TASK OBJECTIVE. Each record must be retyped in full. No character may differ.
SUPPLIED DATA below:
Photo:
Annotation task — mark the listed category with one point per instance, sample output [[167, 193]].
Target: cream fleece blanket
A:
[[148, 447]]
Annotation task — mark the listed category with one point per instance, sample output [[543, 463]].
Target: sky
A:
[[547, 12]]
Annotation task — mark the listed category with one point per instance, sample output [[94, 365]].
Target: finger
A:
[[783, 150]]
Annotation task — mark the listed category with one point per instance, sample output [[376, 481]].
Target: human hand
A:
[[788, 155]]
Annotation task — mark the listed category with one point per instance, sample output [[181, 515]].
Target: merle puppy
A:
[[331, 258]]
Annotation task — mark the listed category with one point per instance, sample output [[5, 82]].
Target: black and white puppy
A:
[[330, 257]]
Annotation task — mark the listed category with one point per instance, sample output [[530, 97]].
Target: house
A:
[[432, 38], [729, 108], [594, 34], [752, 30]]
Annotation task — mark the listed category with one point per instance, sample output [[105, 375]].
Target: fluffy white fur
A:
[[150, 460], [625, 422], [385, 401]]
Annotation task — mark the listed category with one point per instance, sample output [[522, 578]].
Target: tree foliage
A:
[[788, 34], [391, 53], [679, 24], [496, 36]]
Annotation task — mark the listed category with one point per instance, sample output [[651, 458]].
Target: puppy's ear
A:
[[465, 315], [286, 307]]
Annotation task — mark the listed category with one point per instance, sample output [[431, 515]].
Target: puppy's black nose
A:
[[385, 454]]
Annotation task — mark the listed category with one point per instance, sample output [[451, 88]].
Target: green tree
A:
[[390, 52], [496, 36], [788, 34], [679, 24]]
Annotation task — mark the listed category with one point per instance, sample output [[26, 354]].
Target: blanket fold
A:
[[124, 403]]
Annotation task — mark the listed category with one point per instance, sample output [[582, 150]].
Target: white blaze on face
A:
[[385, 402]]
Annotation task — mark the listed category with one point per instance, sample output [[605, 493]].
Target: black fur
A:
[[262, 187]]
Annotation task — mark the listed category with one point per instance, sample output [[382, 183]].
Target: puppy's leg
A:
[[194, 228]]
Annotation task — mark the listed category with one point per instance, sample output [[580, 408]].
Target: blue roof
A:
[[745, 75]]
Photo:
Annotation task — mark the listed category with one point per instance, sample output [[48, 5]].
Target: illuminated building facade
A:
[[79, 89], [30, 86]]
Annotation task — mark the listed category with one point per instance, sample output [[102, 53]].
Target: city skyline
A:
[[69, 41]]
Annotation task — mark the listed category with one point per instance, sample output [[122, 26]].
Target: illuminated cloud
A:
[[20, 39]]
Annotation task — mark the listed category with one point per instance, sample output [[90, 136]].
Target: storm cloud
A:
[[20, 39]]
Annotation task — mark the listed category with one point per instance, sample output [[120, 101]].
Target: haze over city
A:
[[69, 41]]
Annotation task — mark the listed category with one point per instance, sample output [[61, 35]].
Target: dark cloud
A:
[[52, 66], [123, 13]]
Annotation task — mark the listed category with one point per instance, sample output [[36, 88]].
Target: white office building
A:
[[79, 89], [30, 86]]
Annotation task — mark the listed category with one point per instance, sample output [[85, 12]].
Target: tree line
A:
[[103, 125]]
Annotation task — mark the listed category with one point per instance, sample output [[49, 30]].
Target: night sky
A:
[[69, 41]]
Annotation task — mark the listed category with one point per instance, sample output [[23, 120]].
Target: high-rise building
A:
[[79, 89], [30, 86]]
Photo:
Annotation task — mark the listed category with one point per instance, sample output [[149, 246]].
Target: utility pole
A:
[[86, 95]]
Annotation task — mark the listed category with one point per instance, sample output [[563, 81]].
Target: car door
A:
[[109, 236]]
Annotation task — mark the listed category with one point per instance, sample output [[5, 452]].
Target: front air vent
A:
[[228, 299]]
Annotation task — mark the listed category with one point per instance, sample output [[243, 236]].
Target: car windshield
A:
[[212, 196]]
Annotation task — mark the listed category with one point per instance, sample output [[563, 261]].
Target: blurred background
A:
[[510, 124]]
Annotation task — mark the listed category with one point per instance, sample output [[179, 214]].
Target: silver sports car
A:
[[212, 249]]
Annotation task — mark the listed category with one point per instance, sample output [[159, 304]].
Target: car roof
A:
End of SUPPLIED DATA.
YOUR RESPONSE.
Photo:
Annotation task — mark the listed category with one point per instance, sample output [[167, 193]].
Target: cream fleece blanket
A:
[[148, 447]]
Annotation task — mark the listed category with one point per instance, sample output [[543, 463]].
Target: sky
A:
[[547, 12]]
Annotation task — mark the listed category with one point per instance, sample output [[94, 365]].
Target: finger
A:
[[783, 150]]
Annotation task — mark the listed category with one point per instance, sample output [[376, 481]].
Target: human hand
A:
[[788, 155]]
Annotation task — mark the listed category with one point per instance, sample output [[181, 515]].
Target: merle puppy
A:
[[331, 258]]
Annotation task — mark the listed category with one point per instance, sample output [[5, 82]].
Target: black and white puppy
A:
[[330, 257]]
Annotation task — mark the listed category with one point per instance, sample output [[530, 97]].
Target: house
A:
[[432, 38], [729, 108], [594, 34], [752, 30]]
Annotation task — mark the listed category with one point per instance, sample output [[105, 375]].
Target: fluffy white fur
A:
[[150, 460], [625, 422], [385, 401]]
Annotation task — mark the listed category with one point per instance, sample output [[522, 578]].
Target: tree foliage
A:
[[788, 34], [391, 53], [679, 24], [496, 36]]
Annotation task — mark the listed category with one point per instance, sample output [[651, 458]].
Target: puppy's ear
A:
[[465, 315], [286, 307]]
Annotation task — mark the listed category with one point per instance, sample output [[431, 515]].
Target: puppy's black nose
A:
[[385, 454]]
Annotation task — mark the listed category with one point per instance, sample output [[451, 88]].
Target: green tree
A:
[[390, 52], [496, 36], [788, 34], [679, 24]]
Annotation task — mark the listed category with one point per instance, sample output [[26, 354]].
Target: blanket fold
A:
[[124, 403]]
Annotation task — mark the listed category with one point per instance, sample output [[582, 150]].
Target: white blaze on face
A:
[[385, 402]]
Annotation task — mark the listed category with one point per instance, sample output [[605, 493]].
Target: black fur
A:
[[262, 187]]
Annotation task — mark the listed category with one point per instance, sample output [[382, 183]].
Target: puppy's leg
A:
[[194, 228]]
Annotation task — mark the listed category with one point per instance, sample output [[580, 408]].
Target: blue roof
A:
[[745, 75]]
Photo:
Annotation task — mark the listed category with one point per instance, sample output [[48, 5]].
Target: illuminated building facade
A:
[[79, 89], [30, 86]]
Annotation task — mark the listed category with one point per instance, sample output [[102, 53]].
Target: city skyline
A:
[[69, 41]]
Annotation task — mark the listed category with one point per instance, sample output [[122, 26]].
Target: illuminated cloud
A:
[[20, 39]]
Annotation task — mark the listed category with one point per instance, sample output [[90, 136]].
Target: storm cloud
A:
[[20, 39]]
Annotation task — mark the listed category with one point per instance, sample output [[120, 101]].
Target: haze over city
A:
[[69, 41]]
Annotation task — mark the listed category with one point per instance, sample output [[61, 35]].
Target: dark cloud
A:
[[52, 66], [123, 13]]
Annotation task — mark the listed category with one point per instance, sample output [[36, 88]].
Target: white office building
A:
[[79, 89], [30, 86]]
Annotation task — mark the listed category with one point per instance, sample output [[85, 12]].
Target: tree line
A:
[[103, 125]]
Annotation task — mark the listed category with one point per instance, sample output [[49, 30]].
Target: night sky
A:
[[69, 41]]
Annotation task — mark the listed category with one point per instance, sample output [[23, 120]].
Target: high-rise building
A:
[[79, 89], [30, 86]]
Photo:
Annotation task — mark the listed category with one point per instance, sample output [[149, 246]].
Target: utility pole
A:
[[86, 95]]
Annotation task — mark the listed category with one point per instance, sample output [[563, 81]].
Target: car door
A:
[[109, 236]]
Annotation task — mark the listed category with one point per instance, sample output [[5, 452]].
Target: front air vent
A:
[[228, 299]]
Annotation task — mark the listed category with one point per instance, sample output [[243, 236]].
Target: car windshield
A:
[[212, 196]]
Annotation task — mark the listed category with one point per instance, sample output [[563, 261]].
Target: blurred background
A:
[[510, 124]]
Annotation task — mark the listed category with one point per instance, sample output [[179, 214]].
Target: silver sports car
A:
[[212, 249]]
Annotation task — mark the listed category with one point per instance, sample output [[159, 304]].
Target: car roof
A:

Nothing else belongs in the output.